>>>>
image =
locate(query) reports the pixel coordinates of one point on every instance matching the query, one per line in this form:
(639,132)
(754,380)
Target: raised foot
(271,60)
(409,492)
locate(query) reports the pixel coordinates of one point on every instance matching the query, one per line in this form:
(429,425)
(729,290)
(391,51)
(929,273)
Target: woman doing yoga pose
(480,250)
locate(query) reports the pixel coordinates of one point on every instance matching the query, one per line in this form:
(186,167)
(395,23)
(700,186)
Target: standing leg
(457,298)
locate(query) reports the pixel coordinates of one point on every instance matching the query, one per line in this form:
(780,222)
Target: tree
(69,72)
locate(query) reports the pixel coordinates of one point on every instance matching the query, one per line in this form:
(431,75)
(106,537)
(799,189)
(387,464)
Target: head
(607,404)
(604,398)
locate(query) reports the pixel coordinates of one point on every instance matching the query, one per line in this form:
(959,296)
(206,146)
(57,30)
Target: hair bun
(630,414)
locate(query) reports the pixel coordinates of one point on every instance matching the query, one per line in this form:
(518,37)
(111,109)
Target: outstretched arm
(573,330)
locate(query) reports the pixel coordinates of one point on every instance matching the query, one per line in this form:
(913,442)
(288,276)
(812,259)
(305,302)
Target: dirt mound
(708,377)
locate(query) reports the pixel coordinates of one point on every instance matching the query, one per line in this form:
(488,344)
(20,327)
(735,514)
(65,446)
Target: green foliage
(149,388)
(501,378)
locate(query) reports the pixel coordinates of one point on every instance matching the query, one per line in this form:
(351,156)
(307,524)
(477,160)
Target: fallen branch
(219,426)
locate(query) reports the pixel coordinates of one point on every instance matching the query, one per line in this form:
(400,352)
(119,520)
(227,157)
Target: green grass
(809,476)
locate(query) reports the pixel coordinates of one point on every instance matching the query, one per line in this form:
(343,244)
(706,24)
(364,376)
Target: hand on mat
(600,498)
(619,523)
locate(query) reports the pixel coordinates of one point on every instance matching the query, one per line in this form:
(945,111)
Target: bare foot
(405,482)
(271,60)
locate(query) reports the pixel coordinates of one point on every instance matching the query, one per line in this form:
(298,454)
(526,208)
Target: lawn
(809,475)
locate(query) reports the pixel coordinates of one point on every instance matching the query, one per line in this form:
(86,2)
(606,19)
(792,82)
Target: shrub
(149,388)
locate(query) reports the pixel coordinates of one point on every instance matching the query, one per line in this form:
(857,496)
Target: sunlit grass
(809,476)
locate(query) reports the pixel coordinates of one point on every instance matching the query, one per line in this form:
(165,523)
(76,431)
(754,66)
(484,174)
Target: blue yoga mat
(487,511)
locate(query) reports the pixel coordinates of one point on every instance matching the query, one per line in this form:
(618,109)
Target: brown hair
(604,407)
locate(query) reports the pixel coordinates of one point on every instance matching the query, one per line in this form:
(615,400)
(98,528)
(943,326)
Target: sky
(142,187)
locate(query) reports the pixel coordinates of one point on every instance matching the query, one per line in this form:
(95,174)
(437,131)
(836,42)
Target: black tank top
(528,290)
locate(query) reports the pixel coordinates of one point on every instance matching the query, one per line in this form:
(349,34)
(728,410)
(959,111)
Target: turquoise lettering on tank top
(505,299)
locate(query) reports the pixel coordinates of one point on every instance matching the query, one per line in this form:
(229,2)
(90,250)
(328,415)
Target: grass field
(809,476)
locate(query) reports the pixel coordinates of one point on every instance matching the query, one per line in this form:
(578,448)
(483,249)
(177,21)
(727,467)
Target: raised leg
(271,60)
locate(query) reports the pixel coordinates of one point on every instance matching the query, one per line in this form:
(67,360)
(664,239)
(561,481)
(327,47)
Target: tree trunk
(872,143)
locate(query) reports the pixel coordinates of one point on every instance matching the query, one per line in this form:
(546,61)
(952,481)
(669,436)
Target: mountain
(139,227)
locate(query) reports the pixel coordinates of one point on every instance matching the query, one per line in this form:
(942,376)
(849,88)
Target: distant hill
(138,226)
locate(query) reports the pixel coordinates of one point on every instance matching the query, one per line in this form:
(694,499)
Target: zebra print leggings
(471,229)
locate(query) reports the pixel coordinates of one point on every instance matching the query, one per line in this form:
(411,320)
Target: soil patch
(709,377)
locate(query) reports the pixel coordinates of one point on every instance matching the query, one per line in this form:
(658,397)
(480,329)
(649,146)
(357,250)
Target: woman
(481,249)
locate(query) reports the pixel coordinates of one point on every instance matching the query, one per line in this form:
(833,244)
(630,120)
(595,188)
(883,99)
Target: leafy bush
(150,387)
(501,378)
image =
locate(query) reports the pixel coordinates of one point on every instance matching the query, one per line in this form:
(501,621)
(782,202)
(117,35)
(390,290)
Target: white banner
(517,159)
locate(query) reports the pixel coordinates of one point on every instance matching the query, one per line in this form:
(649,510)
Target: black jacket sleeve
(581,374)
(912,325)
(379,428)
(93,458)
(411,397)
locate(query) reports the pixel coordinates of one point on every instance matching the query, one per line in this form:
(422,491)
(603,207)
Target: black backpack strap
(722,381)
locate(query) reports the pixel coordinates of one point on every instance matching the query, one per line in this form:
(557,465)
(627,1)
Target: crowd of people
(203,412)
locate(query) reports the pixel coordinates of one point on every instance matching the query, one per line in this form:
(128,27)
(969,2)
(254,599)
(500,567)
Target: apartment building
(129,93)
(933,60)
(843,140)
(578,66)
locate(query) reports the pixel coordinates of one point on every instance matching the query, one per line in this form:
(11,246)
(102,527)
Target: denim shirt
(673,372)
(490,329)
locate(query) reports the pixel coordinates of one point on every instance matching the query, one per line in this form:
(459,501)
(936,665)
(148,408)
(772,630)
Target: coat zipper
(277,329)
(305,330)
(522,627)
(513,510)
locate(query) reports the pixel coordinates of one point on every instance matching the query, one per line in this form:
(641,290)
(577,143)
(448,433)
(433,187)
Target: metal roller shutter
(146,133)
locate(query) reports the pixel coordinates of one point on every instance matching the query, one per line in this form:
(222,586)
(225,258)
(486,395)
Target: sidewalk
<<<<
Task prompt
Copy each record above so that no word or mark differs.

Your response
image =
locate(query) reports the pixel coordinates of one point on every instance matching the query, one per line in this form:
(639,132)
(754,380)
Target: raised foot
(271,60)
(409,492)
locate(query) reports the pixel coordinates of one point on every instance matching the query, one per line in this form:
(429,425)
(729,290)
(391,51)
(929,273)
Target: woman doing yoga pose
(480,250)
locate(query) reports the pixel coordinates of one point on every instance matching the query, one per line in this form:
(186,167)
(395,23)
(700,186)
Target: standing leg
(457,298)
locate(query) reports the pixel coordinates of one point on every instance matching the query, one per line in this form:
(780,222)
Target: tree
(69,72)
locate(query) reports the pixel coordinates of one point on every instance matching the query, one per line in this form:
(431,75)
(106,537)
(799,189)
(387,464)
Target: head
(607,404)
(604,398)
locate(query) reports the pixel coordinates of one point on every instance matching the query, one per line in this form:
(959,296)
(206,146)
(57,30)
Target: hair bun
(630,414)
locate(query) reports the pixel coordinates of one point on every instance matching the query, one per line in this form:
(518,37)
(111,109)
Target: outstretched arm
(573,330)
locate(query) reports the pixel coordinates of one point on every instance matching the query, one per line in this form:
(913,442)
(288,276)
(812,259)
(305,302)
Target: dirt mound
(708,377)
locate(query) reports the pixel coordinates of one point on every instance matching the query, one per line in this form:
(488,344)
(20,327)
(735,514)
(65,446)
Target: green foliage
(149,388)
(501,378)
locate(query) reports the pixel coordinates of one point on every instance matching the query, one per line in this form:
(351,156)
(307,524)
(477,160)
Target: fallen branch
(219,426)
locate(query) reports the pixel coordinates of one point on every instance matching the query, one per line in this form:
(400,352)
(119,520)
(227,157)
Target: green grass
(809,476)
locate(query) reports the pixel coordinates of one point on every instance matching the query, one per line in this form:
(343,244)
(706,24)
(364,376)
Target: hand on mat
(600,498)
(619,523)
locate(query) reports the pixel coordinates of one point on every instance matching the query, one per line in this form:
(945,111)
Target: bare foot
(405,482)
(271,60)
locate(query) reports the pixel coordinates of one point on every instance matching the query, one per line in this form:
(298,454)
(526,208)
Target: lawn
(809,475)
locate(query) reports the pixel coordinates of one point on every instance matching the query, one per line in this form:
(86,2)
(606,19)
(792,82)
Target: shrub
(149,388)
locate(query) reports the pixel coordinates of one point on every instance matching the query, one per line in this form:
(857,496)
Target: sunlit grass
(809,476)
locate(query) reports the pixel coordinates of one point on every instance matching the query, one per line in this form:
(165,523)
(76,431)
(754,66)
(484,174)
Target: blue yoga mat
(487,511)
locate(query) reports the pixel coordinates of one point on every instance matching the query, one per line in this form:
(618,109)
Target: brown hair
(604,407)
locate(query) reports the pixel coordinates of one point on every instance matching the query, one per line in this form:
(615,400)
(98,528)
(943,326)
Target: sky
(142,187)
locate(query) reports the pixel coordinates of one point on every instance matching the query, one per line in this form:
(95,174)
(437,131)
(836,42)
Target: black tank top
(528,290)
locate(query) reports the pixel coordinates of one point on every instance matching the query, one per line in this form:
(349,34)
(728,410)
(959,111)
Target: turquoise lettering on tank top
(505,299)
locate(query) reports the pixel coordinates of one point on every instance matching the query, one per line in this form:
(229,2)
(90,250)
(328,415)
Target: grass field
(809,476)
locate(query) reports the pixel coordinates of one point on every instance matching the query, one per line in this form:
(578,448)
(483,249)
(177,21)
(727,467)
Target: raised leg
(271,60)
locate(query) reports the pixel coordinates of one point on every instance matching the query, one per line in this form:
(67,360)
(664,239)
(561,481)
(327,47)
Target: tree trunk
(872,143)
locate(query) reports the pixel coordinates of one point on every instance matching the query, one per line in this form:
(546,61)
(952,481)
(669,436)
Target: mountain
(139,227)
locate(query) reports the pixel coordinates of one point on every instance matching the query, one per line in this form:
(942,376)
(849,88)
Target: distant hill
(138,226)
locate(query) reports the pixel coordinates of one point on every instance matching the query, one per line in this form:
(694,499)
Target: zebra print leggings
(471,229)
locate(query) reports the pixel coordinates of one point on every instance matching the query, one per line in this form:
(411,320)
Target: soil patch
(709,377)
locate(query) reports the pixel coordinates of one point on every instance matching the query, one per line in this form:
(658,397)
(480,329)
(649,146)
(357,250)
Target: woman
(481,249)
locate(query) reports the pixel coordinates of one point on every instance matching the query, one per line in this form:
(833,244)
(630,120)
(595,188)
(883,99)
Target: leafy bush
(150,387)
(501,378)
image =
locate(query) reports the pixel coordinates of one point on every instance matching the query, one per line in this form:
(501,621)
(782,202)
(117,35)
(390,290)
Target: white banner
(517,159)
locate(query) reports the pixel coordinates of one point on every instance matching the query, one per line in this form:
(649,510)
Target: black jacket sleeve
(581,374)
(912,325)
(379,428)
(93,458)
(411,397)
locate(query) reports the pixel coordinates of one point on every instance matching the query, one per line in this form:
(422,491)
(603,207)
Target: black backpack strap
(722,381)
locate(query) reports the pixel coordinates of one point on every instance matching the query, one per line in this form:
(557,465)
(627,1)
Target: crowd of people
(203,412)
locate(query) reports the pixel coordinates of one point on every instance matching the query, one per line in this form:
(128,27)
(969,2)
(254,599)
(500,567)
Target: apartment building
(129,93)
(933,60)
(843,140)
(578,66)
locate(query) reports the pixel coordinates of one point on every instance matching the query, one per line in this form:
(11,246)
(102,527)
Target: denim shirt
(673,372)
(490,329)
locate(query) reports the pixel coordinates of one point on every instance matching the query, one per line in this form:
(459,501)
(936,665)
(148,408)
(772,630)
Target: coat zipper
(277,329)
(305,330)
(522,627)
(513,510)
locate(query) reports the pixel coordinates of one point on every instance matching the query, one per line in this form:
(641,290)
(577,143)
(448,433)
(433,187)
Target: metal roller shutter
(146,133)
locate(query) reports the pixel coordinates of one point on every instance matching the query, one per line in this form:
(222,586)
(225,258)
(486,395)
Target: sidewalk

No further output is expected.